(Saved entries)
Content starts

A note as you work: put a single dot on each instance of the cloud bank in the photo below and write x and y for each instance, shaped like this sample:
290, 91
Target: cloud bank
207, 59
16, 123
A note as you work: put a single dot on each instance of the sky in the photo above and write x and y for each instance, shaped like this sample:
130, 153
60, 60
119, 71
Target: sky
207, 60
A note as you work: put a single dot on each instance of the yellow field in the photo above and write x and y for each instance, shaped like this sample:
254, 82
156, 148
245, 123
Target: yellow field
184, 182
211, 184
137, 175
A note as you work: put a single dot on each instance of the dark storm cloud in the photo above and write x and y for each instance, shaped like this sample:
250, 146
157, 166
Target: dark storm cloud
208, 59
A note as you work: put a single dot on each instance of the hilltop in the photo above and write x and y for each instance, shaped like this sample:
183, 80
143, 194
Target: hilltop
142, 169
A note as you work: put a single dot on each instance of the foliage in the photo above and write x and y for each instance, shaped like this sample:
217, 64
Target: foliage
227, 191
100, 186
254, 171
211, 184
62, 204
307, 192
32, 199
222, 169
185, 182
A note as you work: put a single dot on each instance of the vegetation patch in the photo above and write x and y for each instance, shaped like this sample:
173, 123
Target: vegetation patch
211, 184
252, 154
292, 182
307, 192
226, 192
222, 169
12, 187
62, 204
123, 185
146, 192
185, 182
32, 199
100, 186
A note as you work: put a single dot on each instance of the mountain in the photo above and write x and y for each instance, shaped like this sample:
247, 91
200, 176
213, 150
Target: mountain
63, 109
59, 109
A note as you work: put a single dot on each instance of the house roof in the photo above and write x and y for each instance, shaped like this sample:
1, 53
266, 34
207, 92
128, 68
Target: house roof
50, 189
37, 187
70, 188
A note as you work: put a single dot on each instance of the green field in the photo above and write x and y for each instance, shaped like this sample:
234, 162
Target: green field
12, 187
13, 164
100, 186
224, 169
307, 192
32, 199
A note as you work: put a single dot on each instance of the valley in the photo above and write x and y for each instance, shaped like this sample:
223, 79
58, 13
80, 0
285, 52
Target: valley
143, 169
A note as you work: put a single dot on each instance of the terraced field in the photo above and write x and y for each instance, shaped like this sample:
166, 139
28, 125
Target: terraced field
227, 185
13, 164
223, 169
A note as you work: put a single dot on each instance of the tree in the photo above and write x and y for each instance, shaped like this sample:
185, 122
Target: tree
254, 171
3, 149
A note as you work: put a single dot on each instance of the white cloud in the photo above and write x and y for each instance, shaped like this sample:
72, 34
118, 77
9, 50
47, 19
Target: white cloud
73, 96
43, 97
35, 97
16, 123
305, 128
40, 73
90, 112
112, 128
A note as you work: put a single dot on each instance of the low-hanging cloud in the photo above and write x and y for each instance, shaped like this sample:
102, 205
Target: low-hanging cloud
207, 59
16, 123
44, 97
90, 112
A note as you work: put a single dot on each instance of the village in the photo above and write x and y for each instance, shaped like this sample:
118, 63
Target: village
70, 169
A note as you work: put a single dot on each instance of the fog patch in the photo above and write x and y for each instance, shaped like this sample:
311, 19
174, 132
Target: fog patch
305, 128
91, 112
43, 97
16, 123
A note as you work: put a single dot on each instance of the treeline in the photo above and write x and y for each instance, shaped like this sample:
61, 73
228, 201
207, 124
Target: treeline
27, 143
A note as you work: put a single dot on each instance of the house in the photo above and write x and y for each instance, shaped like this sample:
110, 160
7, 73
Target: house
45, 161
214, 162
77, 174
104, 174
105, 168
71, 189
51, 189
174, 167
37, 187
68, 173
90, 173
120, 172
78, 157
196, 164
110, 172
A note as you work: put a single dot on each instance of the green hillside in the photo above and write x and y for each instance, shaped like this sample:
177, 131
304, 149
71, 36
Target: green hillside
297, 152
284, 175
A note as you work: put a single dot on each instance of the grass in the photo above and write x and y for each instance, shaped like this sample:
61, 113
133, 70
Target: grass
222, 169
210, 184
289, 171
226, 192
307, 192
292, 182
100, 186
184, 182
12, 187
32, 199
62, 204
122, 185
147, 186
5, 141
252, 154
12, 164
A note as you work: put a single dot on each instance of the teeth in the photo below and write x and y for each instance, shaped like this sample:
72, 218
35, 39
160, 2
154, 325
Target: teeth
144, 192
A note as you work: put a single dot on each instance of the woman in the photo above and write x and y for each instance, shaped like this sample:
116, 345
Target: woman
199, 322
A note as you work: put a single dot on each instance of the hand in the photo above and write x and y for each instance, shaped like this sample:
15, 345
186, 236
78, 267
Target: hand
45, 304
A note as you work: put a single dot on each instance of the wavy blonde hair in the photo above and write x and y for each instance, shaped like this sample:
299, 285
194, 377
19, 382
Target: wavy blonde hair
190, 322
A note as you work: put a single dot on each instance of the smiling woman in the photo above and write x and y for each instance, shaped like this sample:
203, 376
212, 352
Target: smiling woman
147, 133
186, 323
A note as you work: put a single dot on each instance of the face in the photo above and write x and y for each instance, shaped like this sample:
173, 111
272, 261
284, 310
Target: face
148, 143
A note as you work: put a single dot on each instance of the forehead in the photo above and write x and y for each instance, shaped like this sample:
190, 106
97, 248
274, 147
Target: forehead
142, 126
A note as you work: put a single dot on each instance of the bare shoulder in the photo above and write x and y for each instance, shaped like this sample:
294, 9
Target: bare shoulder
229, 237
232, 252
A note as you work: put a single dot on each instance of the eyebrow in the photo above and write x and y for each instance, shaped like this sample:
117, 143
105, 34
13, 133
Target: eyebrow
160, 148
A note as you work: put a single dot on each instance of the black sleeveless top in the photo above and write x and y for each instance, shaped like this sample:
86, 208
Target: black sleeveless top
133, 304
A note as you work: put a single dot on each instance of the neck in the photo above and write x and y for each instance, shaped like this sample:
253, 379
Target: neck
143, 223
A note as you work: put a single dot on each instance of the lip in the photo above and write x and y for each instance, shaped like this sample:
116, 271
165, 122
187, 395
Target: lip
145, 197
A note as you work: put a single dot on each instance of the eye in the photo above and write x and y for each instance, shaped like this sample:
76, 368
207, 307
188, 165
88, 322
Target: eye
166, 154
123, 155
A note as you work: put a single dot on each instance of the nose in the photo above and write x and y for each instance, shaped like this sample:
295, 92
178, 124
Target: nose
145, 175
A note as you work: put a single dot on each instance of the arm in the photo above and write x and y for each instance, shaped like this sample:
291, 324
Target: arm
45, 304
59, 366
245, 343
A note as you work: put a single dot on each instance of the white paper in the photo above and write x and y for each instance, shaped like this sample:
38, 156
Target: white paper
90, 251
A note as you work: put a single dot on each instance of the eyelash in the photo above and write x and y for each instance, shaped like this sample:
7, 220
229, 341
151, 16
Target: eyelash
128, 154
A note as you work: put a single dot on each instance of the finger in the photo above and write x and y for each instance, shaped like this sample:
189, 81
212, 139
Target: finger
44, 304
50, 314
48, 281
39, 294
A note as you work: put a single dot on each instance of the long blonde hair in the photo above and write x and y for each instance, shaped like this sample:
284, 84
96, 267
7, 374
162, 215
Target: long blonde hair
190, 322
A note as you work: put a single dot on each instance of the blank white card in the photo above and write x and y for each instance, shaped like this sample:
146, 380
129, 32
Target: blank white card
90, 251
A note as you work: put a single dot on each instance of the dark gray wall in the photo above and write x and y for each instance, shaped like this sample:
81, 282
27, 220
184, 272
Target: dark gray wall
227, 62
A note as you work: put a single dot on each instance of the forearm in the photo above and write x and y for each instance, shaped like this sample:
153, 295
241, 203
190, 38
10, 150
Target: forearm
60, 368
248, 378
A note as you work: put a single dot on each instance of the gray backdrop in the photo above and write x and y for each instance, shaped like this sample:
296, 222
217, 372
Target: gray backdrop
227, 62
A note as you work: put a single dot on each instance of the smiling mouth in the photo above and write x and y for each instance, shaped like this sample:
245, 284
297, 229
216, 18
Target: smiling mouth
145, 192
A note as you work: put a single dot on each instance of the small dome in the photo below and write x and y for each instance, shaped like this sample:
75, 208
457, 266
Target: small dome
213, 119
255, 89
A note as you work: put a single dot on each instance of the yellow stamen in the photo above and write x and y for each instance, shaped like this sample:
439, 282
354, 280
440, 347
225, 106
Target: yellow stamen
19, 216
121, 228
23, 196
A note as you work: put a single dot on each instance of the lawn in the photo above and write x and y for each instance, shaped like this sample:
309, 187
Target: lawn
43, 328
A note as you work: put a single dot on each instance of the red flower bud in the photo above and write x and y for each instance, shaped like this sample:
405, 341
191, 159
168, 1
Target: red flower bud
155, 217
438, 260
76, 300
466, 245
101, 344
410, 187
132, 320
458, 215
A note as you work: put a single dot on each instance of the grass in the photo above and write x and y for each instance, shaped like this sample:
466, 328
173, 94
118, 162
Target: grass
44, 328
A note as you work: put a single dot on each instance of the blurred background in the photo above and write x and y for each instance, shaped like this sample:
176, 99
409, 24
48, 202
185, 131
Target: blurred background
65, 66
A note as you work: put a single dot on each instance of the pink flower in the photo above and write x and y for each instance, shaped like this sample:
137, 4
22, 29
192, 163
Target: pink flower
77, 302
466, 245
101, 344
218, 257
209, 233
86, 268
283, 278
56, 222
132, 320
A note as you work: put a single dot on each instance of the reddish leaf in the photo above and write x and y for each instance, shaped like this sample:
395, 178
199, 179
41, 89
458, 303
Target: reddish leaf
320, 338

Content ends

> Instructions to follow: Find the string "below" in the records, then copy each line where it occurs.

> Response:
A note as you work: put a single dot on each instance of the cloud bank in the photo below and write x and y for each instance, shaped like this sample:
A note as you work: put a single dot on each instance of the teeth in the photo below and write x and y for each instance, shaped like this sample:
A note as you work: put a single dot on each instance of the small dome in the photo below and write x and y for each instance, shaped like this sample:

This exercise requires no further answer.